WHAT TO WORK ON:
Format the lines below as a numbered list, and leave out any blank lines.

DATA ROWS:
# # # # #
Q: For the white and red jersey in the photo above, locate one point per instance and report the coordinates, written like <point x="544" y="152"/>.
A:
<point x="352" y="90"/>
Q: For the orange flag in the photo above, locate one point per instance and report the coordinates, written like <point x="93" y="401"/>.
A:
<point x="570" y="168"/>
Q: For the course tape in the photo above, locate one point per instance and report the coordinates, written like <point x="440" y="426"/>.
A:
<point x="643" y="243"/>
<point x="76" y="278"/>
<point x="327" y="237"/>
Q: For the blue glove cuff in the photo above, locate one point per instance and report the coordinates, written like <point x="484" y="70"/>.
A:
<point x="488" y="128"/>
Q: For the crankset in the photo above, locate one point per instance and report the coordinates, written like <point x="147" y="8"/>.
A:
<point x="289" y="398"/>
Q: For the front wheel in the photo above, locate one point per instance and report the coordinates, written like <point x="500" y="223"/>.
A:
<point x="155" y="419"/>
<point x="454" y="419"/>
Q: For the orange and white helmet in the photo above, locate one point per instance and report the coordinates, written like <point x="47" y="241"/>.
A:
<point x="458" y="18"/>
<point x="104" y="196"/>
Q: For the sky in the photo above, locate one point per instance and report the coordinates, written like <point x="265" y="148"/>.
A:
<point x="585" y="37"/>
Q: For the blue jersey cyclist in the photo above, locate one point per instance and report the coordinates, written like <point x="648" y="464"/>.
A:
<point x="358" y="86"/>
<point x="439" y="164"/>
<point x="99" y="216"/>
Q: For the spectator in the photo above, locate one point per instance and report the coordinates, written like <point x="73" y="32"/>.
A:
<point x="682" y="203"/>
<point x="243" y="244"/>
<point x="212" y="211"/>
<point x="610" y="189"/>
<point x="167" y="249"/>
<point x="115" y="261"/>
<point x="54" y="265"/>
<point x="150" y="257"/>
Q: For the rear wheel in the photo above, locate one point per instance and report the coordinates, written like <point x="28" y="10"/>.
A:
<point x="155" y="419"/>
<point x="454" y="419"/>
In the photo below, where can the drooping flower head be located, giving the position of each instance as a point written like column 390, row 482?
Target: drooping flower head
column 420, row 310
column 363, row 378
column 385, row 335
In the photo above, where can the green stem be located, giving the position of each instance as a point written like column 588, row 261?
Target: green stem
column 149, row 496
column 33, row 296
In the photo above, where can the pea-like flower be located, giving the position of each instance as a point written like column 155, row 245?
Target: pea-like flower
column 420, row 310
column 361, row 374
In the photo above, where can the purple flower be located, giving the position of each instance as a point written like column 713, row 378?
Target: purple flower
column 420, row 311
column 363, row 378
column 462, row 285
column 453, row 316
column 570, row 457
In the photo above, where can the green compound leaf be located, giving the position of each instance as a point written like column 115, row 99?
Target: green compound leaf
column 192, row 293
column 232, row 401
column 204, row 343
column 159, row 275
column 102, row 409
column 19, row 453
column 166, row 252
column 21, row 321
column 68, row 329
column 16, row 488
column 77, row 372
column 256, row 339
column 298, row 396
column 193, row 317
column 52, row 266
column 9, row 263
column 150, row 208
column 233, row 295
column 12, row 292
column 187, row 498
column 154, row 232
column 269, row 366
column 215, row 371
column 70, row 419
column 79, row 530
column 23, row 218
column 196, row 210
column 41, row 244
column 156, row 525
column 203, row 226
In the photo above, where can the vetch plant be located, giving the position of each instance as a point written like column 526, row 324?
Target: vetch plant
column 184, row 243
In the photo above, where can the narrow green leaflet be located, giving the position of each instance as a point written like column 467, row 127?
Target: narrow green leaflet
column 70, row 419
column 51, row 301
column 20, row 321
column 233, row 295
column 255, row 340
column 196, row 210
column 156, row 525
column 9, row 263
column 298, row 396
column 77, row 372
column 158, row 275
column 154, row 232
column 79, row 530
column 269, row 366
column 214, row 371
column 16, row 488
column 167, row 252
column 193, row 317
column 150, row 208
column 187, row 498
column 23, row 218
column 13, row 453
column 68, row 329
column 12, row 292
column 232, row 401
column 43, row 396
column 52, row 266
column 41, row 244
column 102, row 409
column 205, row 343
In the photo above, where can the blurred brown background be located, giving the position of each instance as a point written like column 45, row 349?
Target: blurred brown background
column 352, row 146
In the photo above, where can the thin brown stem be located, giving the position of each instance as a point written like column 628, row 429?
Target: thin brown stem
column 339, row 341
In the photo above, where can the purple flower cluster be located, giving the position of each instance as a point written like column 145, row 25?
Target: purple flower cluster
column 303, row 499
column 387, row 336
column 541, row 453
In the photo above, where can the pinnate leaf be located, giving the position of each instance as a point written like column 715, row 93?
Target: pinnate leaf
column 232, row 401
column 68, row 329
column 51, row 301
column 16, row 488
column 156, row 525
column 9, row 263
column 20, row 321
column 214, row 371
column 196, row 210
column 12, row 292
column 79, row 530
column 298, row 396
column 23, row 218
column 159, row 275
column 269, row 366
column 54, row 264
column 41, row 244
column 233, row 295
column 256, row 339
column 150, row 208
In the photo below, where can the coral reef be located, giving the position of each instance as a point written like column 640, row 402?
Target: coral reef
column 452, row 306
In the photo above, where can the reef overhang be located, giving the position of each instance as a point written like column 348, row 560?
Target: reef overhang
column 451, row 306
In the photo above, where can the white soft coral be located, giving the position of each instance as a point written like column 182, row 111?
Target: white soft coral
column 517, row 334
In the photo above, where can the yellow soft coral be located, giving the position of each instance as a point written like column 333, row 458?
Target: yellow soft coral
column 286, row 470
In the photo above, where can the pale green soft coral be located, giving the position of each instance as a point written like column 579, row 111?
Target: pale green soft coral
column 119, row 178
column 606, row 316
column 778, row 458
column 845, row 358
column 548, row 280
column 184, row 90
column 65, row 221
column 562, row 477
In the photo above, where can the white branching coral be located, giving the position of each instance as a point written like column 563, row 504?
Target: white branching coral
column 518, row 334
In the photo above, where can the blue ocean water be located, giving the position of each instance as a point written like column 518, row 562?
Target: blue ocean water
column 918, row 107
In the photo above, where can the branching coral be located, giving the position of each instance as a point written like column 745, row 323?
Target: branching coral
# # # # #
RESPONSE TO THE EXERCISE:
1. Q: For the white and red jersey in the photo above, locate one point per instance and report the coordinates, written like <point x="544" y="152"/>.
2. A:
3. <point x="352" y="90"/>
4. Q: For the orange flag in the photo above, locate one point per instance and report the coordinates, written like <point x="93" y="401"/>.
5. A:
6. <point x="570" y="168"/>
7. Q: For the course tape in the photo above, locate one point per instance and report the coordinates, written like <point x="440" y="426"/>.
8. A:
9. <point x="643" y="243"/>
10. <point x="76" y="278"/>
11. <point x="327" y="237"/>
12. Q: For the blue glove cuff in the photo above, locate one point per instance and report the coordinates, written like <point x="484" y="70"/>.
13. A:
14. <point x="488" y="128"/>
15. Q: For the crankset in the photo above, locate one point per instance and report the coordinates, written like <point x="147" y="8"/>.
16. A:
17. <point x="289" y="398"/>
18. Q: For the front wheel in the photo above, locate one point per instance and report the coordinates, written like <point x="500" y="223"/>.
19. A:
20. <point x="155" y="419"/>
21. <point x="454" y="419"/>
22. Q: For the orange and white helmet in the photo above, locate one point per instance and report the coordinates, written like <point x="47" y="241"/>.
23. A:
24. <point x="458" y="18"/>
25. <point x="104" y="196"/>
26. Q: For the sky in the photo above, locate one point per instance and report the coordinates, written like <point x="265" y="148"/>.
27. A:
28. <point x="585" y="37"/>
29. Q: For the blue jersey cyclist in the photo above, locate one point per instance and report the coordinates, written like <point x="648" y="464"/>.
30. A:
31. <point x="358" y="86"/>
32. <point x="439" y="164"/>
33. <point x="99" y="216"/>
34. Q: For the spectator in the photo above, locate one point per instance and report the coordinates, written like <point x="73" y="32"/>.
35. A:
36. <point x="682" y="203"/>
37. <point x="243" y="244"/>
38. <point x="212" y="211"/>
39. <point x="610" y="189"/>
40. <point x="167" y="249"/>
41. <point x="115" y="261"/>
42. <point x="54" y="265"/>
43. <point x="150" y="257"/>
44. Q: For the rear wheel in the photo above, locate one point per instance and report the coordinates, written like <point x="28" y="10"/>.
45. A:
46. <point x="155" y="419"/>
47. <point x="454" y="419"/>
48. In the photo below, where can the drooping flower head be located, giving the position of each instance as a point written like column 390, row 482?
49. Target: drooping flower head
50. column 420, row 310
51. column 363, row 378
52. column 385, row 335
53. In the photo above, where can the green stem be located, giving the position of each instance as a point written like column 588, row 261?
54. Target: green stem
55. column 149, row 496
56. column 33, row 296
57. In the photo above, where can the pea-like flower be located, giving the position of each instance as a point written like column 155, row 245?
58. Target: pea-like flower
59. column 420, row 310
60. column 361, row 374
61. In the photo above, where can the purple flower be located, giving the position of each instance as a point written like column 713, row 378?
62. Target: purple flower
63. column 420, row 311
64. column 363, row 378
65. column 462, row 285
66. column 453, row 316
67. column 570, row 457
68. In the photo above, where can the green compound leaf be located, giving the position of each instance as a point written like column 115, row 99?
69. Target: green compound leaf
70. column 192, row 293
71. column 232, row 401
72. column 204, row 343
73. column 159, row 275
74. column 102, row 409
75. column 19, row 453
76. column 166, row 252
77. column 21, row 321
78. column 68, row 329
79. column 16, row 488
80. column 77, row 372
81. column 256, row 339
82. column 298, row 396
83. column 193, row 317
84. column 52, row 266
85. column 9, row 263
86. column 150, row 208
87. column 233, row 295
88. column 12, row 292
89. column 187, row 498
90. column 154, row 232
91. column 269, row 366
92. column 215, row 371
93. column 70, row 419
94. column 79, row 530
95. column 23, row 218
96. column 196, row 210
97. column 41, row 244
98. column 156, row 525
99. column 203, row 226
100. In the photo above, where can the vetch plant be located, giving the position of each instance as a point written like column 526, row 324?
101. Target: vetch plant
102. column 184, row 243
103. In the photo above, where can the narrow green leaflet be located, giving the position of each instance as a point written like column 467, row 127?
104. Target: narrow green leaflet
105. column 70, row 419
106. column 51, row 301
107. column 20, row 321
108. column 233, row 295
109. column 255, row 340
110. column 196, row 210
111. column 156, row 525
112. column 9, row 263
113. column 298, row 396
114. column 77, row 372
115. column 158, row 275
116. column 154, row 232
117. column 79, row 530
118. column 269, row 366
119. column 214, row 371
120. column 16, row 488
121. column 167, row 252
122. column 193, row 317
123. column 150, row 208
124. column 187, row 498
125. column 23, row 218
126. column 13, row 453
127. column 68, row 329
128. column 12, row 292
129. column 232, row 401
130. column 43, row 396
131. column 52, row 266
132. column 41, row 244
133. column 102, row 409
134. column 205, row 343
135. In the photo above, where can the blurred brown background be located, giving the position of each instance as a point written like column 45, row 349?
136. Target: blurred brown background
137. column 352, row 146
138. In the photo above, where can the thin brown stem be located, giving the position of each instance as a point written like column 628, row 429?
139. Target: thin brown stem
140. column 339, row 341
141. In the photo above, where can the purple flower cluster be located, giving the position of each instance as a point written like column 145, row 25?
142. Target: purple flower cluster
143. column 303, row 499
144. column 387, row 336
145. column 541, row 453
146. In the photo above, where can the pinnate leaf be located, giving the position of each instance as a point written like column 715, row 93?
147. Target: pinnate leaf
148. column 232, row 401
149. column 68, row 329
150. column 51, row 301
151. column 16, row 488
152. column 156, row 525
153. column 9, row 263
154. column 20, row 321
155. column 214, row 371
156. column 196, row 210
157. column 12, row 292
158. column 79, row 530
159. column 298, row 396
160. column 23, row 218
161. column 159, row 275
162. column 269, row 366
163. column 54, row 264
164. column 41, row 244
165. column 233, row 295
166. column 256, row 339
167. column 150, row 208
168. In the photo below, where can the coral reef be located, giving the position of each instance as a point written like column 640, row 402?
169. Target: coral reef
170. column 452, row 306
171. In the photo above, where can the reef overhang be located, giving the position of each instance as a point written like column 348, row 560?
172. Target: reef overhang
173. column 451, row 306
174. In the photo above, where can the white soft coral be located, giving the position of each instance as a point written like column 182, row 111?
175. Target: white soft coral
176. column 517, row 334
177. In the photo above, where can the yellow soft coral be located, giving the position of each instance as a point written like column 333, row 458?
178. Target: yellow soft coral
179. column 286, row 470
180. In the photo above, where can the pale green soft coral be located, giving the position of each instance as a point written like column 579, row 111?
181. Target: pale green soft coral
182. column 119, row 178
183. column 606, row 316
184. column 778, row 458
185. column 845, row 358
186. column 548, row 280
187. column 184, row 90
188. column 65, row 221
189. column 562, row 477
190. In the photo above, where can the white branching coral be located, giving the position of each instance as a point written like column 563, row 504?
191. Target: white branching coral
192. column 518, row 334
193. In the photo above, where can the blue ocean water be located, giving the position of each instance as a point written like column 518, row 562?
194. Target: blue ocean water
195. column 918, row 107
196. In the photo above, where can the branching coral be located, giving the position of each instance as a point written like column 745, row 323?
197. Target: branching coral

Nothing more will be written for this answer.